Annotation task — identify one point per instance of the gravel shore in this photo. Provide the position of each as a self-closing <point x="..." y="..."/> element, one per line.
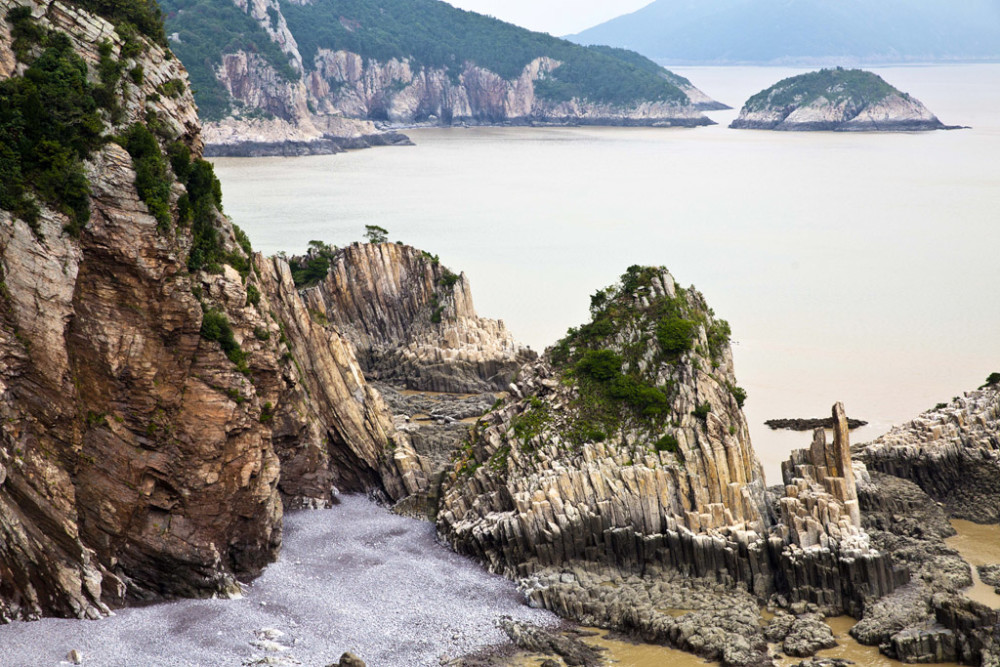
<point x="355" y="577"/>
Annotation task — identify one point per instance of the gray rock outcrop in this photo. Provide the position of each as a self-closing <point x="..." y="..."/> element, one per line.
<point x="550" y="489"/>
<point x="952" y="452"/>
<point x="835" y="100"/>
<point x="412" y="321"/>
<point x="143" y="455"/>
<point x="331" y="102"/>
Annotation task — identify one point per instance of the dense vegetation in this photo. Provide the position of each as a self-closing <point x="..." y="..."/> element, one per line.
<point x="207" y="29"/>
<point x="434" y="34"/>
<point x="313" y="267"/>
<point x="836" y="85"/>
<point x="428" y="32"/>
<point x="49" y="123"/>
<point x="615" y="360"/>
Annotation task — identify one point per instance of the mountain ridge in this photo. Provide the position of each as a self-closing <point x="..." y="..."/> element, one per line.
<point x="336" y="69"/>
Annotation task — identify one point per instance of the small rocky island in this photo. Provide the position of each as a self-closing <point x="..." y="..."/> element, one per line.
<point x="836" y="100"/>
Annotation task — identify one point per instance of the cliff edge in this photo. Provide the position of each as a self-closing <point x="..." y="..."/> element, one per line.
<point x="836" y="100"/>
<point x="157" y="415"/>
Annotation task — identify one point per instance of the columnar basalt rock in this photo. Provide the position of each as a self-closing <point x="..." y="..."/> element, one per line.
<point x="952" y="452"/>
<point x="826" y="557"/>
<point x="584" y="468"/>
<point x="330" y="427"/>
<point x="570" y="473"/>
<point x="152" y="406"/>
<point x="412" y="321"/>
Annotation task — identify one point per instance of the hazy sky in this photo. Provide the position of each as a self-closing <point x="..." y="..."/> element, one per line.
<point x="559" y="17"/>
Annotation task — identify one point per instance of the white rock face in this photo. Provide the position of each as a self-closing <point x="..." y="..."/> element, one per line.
<point x="952" y="452"/>
<point x="339" y="87"/>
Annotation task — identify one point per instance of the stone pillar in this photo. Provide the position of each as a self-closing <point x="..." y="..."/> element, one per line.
<point x="842" y="451"/>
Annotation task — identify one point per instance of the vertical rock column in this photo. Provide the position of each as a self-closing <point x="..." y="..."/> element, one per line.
<point x="826" y="558"/>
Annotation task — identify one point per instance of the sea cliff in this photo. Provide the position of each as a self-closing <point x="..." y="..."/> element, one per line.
<point x="310" y="87"/>
<point x="835" y="100"/>
<point x="156" y="408"/>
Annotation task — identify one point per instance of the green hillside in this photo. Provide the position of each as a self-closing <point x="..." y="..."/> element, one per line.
<point x="429" y="33"/>
<point x="836" y="85"/>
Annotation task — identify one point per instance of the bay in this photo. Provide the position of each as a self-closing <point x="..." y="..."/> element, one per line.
<point x="852" y="267"/>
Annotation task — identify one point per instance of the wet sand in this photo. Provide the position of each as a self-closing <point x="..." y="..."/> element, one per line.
<point x="979" y="545"/>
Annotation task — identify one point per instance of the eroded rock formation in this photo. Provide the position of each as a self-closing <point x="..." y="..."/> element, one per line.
<point x="952" y="452"/>
<point x="334" y="96"/>
<point x="835" y="100"/>
<point x="154" y="407"/>
<point x="412" y="321"/>
<point x="625" y="449"/>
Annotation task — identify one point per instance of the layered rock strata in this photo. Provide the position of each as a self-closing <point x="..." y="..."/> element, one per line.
<point x="330" y="428"/>
<point x="412" y="321"/>
<point x="398" y="91"/>
<point x="929" y="619"/>
<point x="550" y="483"/>
<point x="330" y="102"/>
<point x="526" y="496"/>
<point x="139" y="457"/>
<point x="952" y="452"/>
<point x="697" y="615"/>
<point x="835" y="100"/>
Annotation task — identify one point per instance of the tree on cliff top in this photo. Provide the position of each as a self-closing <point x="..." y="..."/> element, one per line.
<point x="376" y="234"/>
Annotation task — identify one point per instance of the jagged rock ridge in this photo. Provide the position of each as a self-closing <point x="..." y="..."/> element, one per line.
<point x="952" y="452"/>
<point x="154" y="408"/>
<point x="835" y="100"/>
<point x="412" y="321"/>
<point x="626" y="448"/>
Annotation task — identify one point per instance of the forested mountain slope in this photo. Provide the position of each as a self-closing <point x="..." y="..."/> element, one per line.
<point x="280" y="70"/>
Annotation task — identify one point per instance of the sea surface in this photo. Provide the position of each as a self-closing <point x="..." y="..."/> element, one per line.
<point x="860" y="268"/>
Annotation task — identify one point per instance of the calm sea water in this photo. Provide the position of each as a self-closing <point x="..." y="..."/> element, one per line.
<point x="860" y="268"/>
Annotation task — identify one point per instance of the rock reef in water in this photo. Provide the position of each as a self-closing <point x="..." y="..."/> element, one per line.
<point x="624" y="452"/>
<point x="952" y="452"/>
<point x="157" y="409"/>
<point x="835" y="100"/>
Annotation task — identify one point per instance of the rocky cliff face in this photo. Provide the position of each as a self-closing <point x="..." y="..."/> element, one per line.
<point x="852" y="101"/>
<point x="626" y="448"/>
<point x="412" y="321"/>
<point x="340" y="93"/>
<point x="155" y="409"/>
<point x="952" y="452"/>
<point x="344" y="83"/>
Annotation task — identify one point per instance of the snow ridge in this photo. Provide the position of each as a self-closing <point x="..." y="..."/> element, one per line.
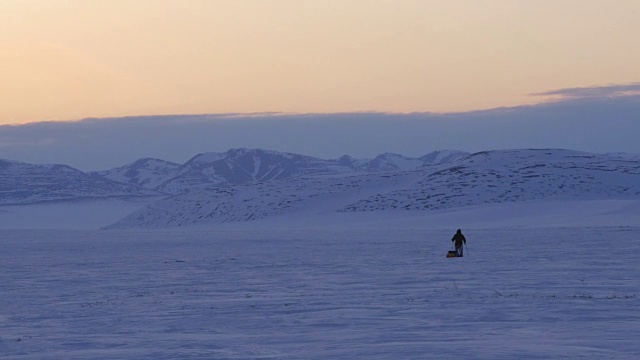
<point x="481" y="178"/>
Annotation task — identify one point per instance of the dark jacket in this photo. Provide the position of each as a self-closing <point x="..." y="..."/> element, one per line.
<point x="459" y="238"/>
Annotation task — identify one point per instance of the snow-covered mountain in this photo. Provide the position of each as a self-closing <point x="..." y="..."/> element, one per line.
<point x="481" y="178"/>
<point x="243" y="166"/>
<point x="22" y="183"/>
<point x="148" y="173"/>
<point x="397" y="162"/>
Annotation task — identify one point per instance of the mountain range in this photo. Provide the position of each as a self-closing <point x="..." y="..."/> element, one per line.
<point x="249" y="184"/>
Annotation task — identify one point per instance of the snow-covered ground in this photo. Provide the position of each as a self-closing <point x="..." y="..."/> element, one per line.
<point x="540" y="280"/>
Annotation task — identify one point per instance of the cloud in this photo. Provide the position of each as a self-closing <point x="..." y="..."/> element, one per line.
<point x="608" y="91"/>
<point x="597" y="119"/>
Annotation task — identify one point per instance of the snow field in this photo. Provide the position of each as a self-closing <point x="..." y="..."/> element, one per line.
<point x="320" y="294"/>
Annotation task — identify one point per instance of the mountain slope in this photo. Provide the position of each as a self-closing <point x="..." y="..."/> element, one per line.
<point x="241" y="166"/>
<point x="148" y="173"/>
<point x="482" y="178"/>
<point x="22" y="183"/>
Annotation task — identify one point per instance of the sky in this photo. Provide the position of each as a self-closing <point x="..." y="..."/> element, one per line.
<point x="73" y="59"/>
<point x="100" y="83"/>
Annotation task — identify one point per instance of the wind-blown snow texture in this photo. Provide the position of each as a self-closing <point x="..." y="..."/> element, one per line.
<point x="481" y="178"/>
<point x="353" y="294"/>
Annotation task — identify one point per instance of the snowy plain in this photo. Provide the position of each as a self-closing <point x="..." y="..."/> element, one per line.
<point x="539" y="280"/>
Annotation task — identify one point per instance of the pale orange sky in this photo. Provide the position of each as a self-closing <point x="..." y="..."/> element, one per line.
<point x="96" y="58"/>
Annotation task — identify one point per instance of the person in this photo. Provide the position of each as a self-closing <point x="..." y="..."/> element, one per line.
<point x="459" y="241"/>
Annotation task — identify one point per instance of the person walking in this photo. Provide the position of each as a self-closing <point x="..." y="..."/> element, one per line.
<point x="459" y="240"/>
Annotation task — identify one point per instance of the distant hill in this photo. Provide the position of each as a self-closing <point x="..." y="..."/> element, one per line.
<point x="22" y="183"/>
<point x="244" y="166"/>
<point x="480" y="178"/>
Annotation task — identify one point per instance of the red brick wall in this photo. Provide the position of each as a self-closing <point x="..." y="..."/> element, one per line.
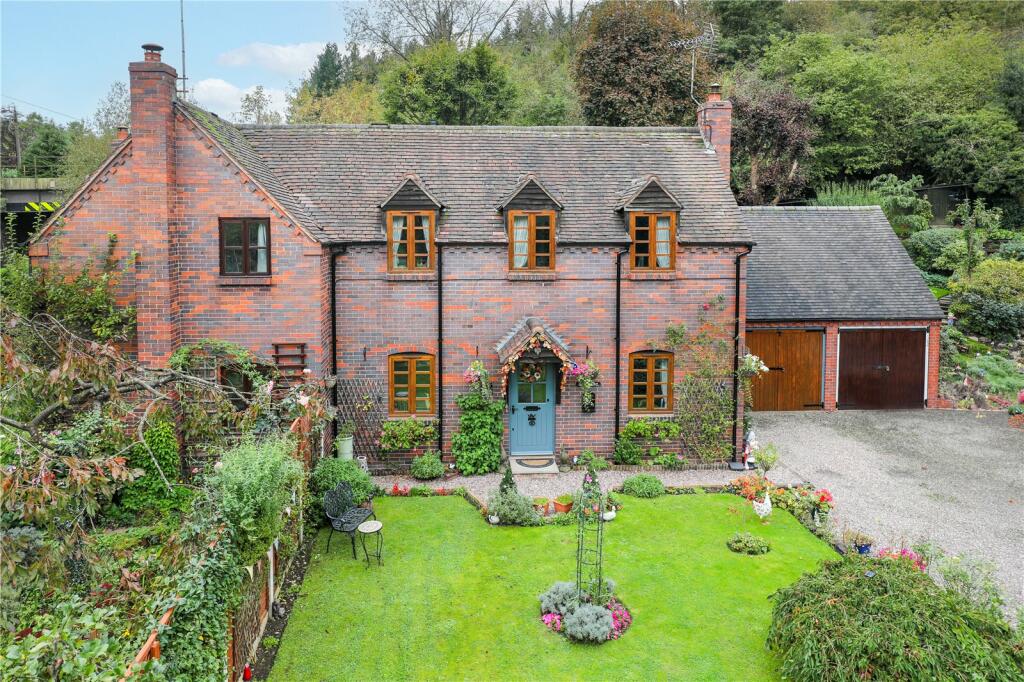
<point x="833" y="349"/>
<point x="381" y="314"/>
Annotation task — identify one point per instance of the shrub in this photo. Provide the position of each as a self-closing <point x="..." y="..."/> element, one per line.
<point x="627" y="451"/>
<point x="589" y="623"/>
<point x="1012" y="250"/>
<point x="991" y="302"/>
<point x="477" y="443"/>
<point x="255" y="483"/>
<point x="560" y="598"/>
<point x="744" y="543"/>
<point x="643" y="485"/>
<point x="329" y="472"/>
<point x="148" y="492"/>
<point x="427" y="466"/>
<point x="408" y="433"/>
<point x="513" y="509"/>
<point x="896" y="624"/>
<point x="928" y="245"/>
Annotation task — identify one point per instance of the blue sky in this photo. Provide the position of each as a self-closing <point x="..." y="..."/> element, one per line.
<point x="65" y="55"/>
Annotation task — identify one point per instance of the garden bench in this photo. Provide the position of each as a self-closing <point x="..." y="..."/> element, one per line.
<point x="344" y="514"/>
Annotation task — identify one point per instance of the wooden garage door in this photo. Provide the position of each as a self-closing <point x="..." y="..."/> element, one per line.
<point x="881" y="369"/>
<point x="794" y="359"/>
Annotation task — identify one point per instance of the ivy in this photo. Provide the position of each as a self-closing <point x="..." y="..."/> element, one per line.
<point x="477" y="443"/>
<point x="408" y="433"/>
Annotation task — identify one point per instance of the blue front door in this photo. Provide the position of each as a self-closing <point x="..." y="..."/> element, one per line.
<point x="531" y="415"/>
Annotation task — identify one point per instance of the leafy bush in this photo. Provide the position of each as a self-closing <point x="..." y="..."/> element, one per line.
<point x="408" y="433"/>
<point x="255" y="483"/>
<point x="628" y="451"/>
<point x="588" y="623"/>
<point x="513" y="509"/>
<point x="148" y="492"/>
<point x="928" y="245"/>
<point x="991" y="302"/>
<point x="477" y="443"/>
<point x="1012" y="250"/>
<point x="744" y="543"/>
<point x="643" y="485"/>
<point x="560" y="598"/>
<point x="329" y="472"/>
<point x="427" y="466"/>
<point x="842" y="624"/>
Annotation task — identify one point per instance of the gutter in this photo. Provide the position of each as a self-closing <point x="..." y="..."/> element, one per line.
<point x="735" y="361"/>
<point x="440" y="350"/>
<point x="619" y="336"/>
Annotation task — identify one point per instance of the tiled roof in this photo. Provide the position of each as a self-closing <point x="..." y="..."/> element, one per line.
<point x="830" y="263"/>
<point x="338" y="174"/>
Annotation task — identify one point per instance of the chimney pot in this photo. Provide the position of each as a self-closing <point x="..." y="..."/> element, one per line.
<point x="153" y="51"/>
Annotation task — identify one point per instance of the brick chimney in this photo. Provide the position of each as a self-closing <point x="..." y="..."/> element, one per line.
<point x="153" y="85"/>
<point x="715" y="121"/>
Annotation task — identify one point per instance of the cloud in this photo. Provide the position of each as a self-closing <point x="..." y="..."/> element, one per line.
<point x="225" y="98"/>
<point x="291" y="60"/>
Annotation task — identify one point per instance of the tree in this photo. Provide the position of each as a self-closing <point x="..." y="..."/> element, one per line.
<point x="628" y="73"/>
<point x="745" y="28"/>
<point x="326" y="76"/>
<point x="440" y="84"/>
<point x="256" y="109"/>
<point x="771" y="139"/>
<point x="45" y="156"/>
<point x="395" y="25"/>
<point x="354" y="102"/>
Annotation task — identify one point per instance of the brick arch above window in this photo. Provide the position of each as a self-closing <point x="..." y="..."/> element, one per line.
<point x="650" y="382"/>
<point x="412" y="384"/>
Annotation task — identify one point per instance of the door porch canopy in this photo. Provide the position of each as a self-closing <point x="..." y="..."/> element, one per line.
<point x="531" y="338"/>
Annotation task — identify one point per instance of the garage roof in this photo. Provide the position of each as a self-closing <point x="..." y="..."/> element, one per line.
<point x="820" y="263"/>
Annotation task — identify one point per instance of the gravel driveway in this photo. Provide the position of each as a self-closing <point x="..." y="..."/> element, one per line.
<point x="951" y="477"/>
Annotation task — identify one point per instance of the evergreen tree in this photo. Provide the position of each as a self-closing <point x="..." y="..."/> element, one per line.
<point x="45" y="157"/>
<point x="326" y="76"/>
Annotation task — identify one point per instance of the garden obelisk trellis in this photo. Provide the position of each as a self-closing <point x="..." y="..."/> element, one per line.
<point x="590" y="541"/>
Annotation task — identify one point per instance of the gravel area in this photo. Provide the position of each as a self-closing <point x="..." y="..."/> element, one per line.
<point x="951" y="477"/>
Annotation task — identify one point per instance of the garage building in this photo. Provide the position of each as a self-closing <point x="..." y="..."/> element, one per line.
<point x="838" y="311"/>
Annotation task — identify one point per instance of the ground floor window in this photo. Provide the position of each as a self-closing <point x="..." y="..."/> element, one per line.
<point x="411" y="384"/>
<point x="650" y="381"/>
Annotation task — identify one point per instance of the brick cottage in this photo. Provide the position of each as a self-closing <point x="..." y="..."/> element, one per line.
<point x="394" y="256"/>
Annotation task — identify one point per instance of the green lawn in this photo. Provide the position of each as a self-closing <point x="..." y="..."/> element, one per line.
<point x="458" y="599"/>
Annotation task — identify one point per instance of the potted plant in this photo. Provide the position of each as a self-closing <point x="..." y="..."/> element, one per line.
<point x="860" y="542"/>
<point x="563" y="504"/>
<point x="343" y="443"/>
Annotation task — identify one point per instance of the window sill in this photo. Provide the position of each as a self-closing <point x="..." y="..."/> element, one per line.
<point x="411" y="276"/>
<point x="653" y="274"/>
<point x="251" y="281"/>
<point x="526" y="275"/>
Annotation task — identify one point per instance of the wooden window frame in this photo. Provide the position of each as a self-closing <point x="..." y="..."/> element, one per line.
<point x="412" y="358"/>
<point x="245" y="248"/>
<point x="652" y="241"/>
<point x="531" y="241"/>
<point x="650" y="356"/>
<point x="411" y="241"/>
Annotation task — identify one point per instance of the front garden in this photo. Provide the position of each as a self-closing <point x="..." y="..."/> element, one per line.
<point x="457" y="598"/>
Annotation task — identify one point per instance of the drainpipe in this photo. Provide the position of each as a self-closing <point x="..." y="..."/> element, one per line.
<point x="440" y="351"/>
<point x="735" y="363"/>
<point x="619" y="336"/>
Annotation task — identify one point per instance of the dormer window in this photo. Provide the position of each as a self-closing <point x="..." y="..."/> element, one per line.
<point x="531" y="240"/>
<point x="410" y="241"/>
<point x="653" y="238"/>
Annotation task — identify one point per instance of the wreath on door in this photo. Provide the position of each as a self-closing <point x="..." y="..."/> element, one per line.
<point x="530" y="372"/>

- **Work instruction**
Everything from the line containing "Annotation task — identify one point per instance of the front" through the final line of the entries is to be written out exactly. No other lines belong in the answer.

- **Task solution**
Annotation task — identify one point per instance of the front garden in this photo. Provide the position of each as a self-closing <point x="..." y="..."/> element, one per line.
<point x="457" y="598"/>
Annotation task — identify one point per instance of the drainpipe in this photo. Provide the position of each as a self-closing <point x="..." y="..."/> element, one per line.
<point x="440" y="351"/>
<point x="735" y="363"/>
<point x="619" y="336"/>
Annotation task — identify one point per instance of the dormer window in this photo. Provide the position of each as a self-closing <point x="..." y="..."/> element, one per line.
<point x="531" y="240"/>
<point x="410" y="241"/>
<point x="653" y="238"/>
Annotation task — identify one point per instance of the wreath on door in this photo. Provide the position of each as a self-closing <point x="..." y="..."/> element, one per line.
<point x="530" y="372"/>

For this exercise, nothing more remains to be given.